### [Task to carry out]
Please copy every line of the records again, requests included, from the line with "of the blue" up to and including the last line of the records. Shift each coordinate in the answers by -75.

Image object location records

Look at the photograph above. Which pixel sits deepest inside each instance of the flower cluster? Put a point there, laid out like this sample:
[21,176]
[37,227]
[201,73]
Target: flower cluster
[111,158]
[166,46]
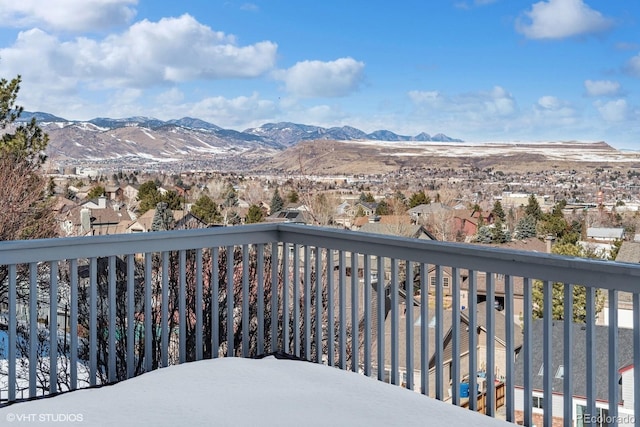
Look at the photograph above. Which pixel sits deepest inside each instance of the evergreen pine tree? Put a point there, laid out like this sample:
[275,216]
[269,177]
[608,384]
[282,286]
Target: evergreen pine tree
[276,202]
[163,218]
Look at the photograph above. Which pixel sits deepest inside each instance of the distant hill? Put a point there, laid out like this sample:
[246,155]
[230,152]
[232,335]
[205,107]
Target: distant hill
[149,143]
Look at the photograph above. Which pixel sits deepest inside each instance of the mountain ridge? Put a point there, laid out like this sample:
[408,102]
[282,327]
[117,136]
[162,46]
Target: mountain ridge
[285,133]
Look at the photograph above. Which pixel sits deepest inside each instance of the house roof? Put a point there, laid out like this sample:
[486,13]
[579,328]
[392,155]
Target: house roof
[383,219]
[605,233]
[288,215]
[404,230]
[499,324]
[144,221]
[427,209]
[629,252]
[578,358]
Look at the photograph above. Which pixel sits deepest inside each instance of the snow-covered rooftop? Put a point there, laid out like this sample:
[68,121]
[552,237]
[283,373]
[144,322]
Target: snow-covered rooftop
[244,392]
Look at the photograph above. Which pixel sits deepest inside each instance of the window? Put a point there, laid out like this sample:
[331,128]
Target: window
[432,281]
[538,402]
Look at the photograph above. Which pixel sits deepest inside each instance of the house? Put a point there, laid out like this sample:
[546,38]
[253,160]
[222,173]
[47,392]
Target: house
[466,221]
[291,216]
[362,208]
[605,234]
[359,221]
[95,217]
[499,291]
[579,374]
[425,212]
[447,344]
[629,252]
[403,230]
[500,342]
[144,222]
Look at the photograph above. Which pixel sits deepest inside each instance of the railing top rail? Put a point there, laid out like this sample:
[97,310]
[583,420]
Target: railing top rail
[26,251]
[603,274]
[535,265]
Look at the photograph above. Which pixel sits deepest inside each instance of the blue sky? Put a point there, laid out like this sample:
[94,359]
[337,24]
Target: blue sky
[480,70]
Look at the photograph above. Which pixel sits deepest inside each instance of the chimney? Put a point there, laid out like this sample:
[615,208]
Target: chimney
[550,239]
[85,221]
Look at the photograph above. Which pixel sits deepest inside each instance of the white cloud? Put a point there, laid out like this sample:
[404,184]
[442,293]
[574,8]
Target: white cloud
[601,87]
[67,15]
[474,112]
[432,98]
[556,19]
[317,79]
[230,113]
[148,53]
[497,102]
[633,66]
[250,7]
[552,110]
[613,111]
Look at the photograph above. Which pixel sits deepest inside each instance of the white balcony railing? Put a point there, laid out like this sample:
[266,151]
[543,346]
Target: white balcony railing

### [Exercise solution]
Look at the photograph above. Which pixel sits deepest inside each instance of the blue sky? Put a point there, laid out like this sample:
[94,359]
[337,24]
Target: blue sky
[405,-5]
Look at the photograph above. Which pixel sits deepest inside each instance of the chimney? Put a point there, laid out like this sample:
[615,208]
Target: chimney
[475,164]
[10,146]
Look at the photograph above. Which pixel sits deepest inside each instance of the white cloud? Put a point there, laid out like this sample:
[404,184]
[442,293]
[574,8]
Target: white cloud
[526,12]
[-8,-60]
[399,37]
[357,23]
[481,-56]
[242,4]
[155,38]
[73,-22]
[422,27]
[558,-9]
[175,-68]
[477,35]
[538,36]
Look at the photograph above. Which pixel sits deepest inside each instance of the white balcony railing? Put a point there, laid out like this sample:
[266,151]
[543,346]
Target: white balcony railing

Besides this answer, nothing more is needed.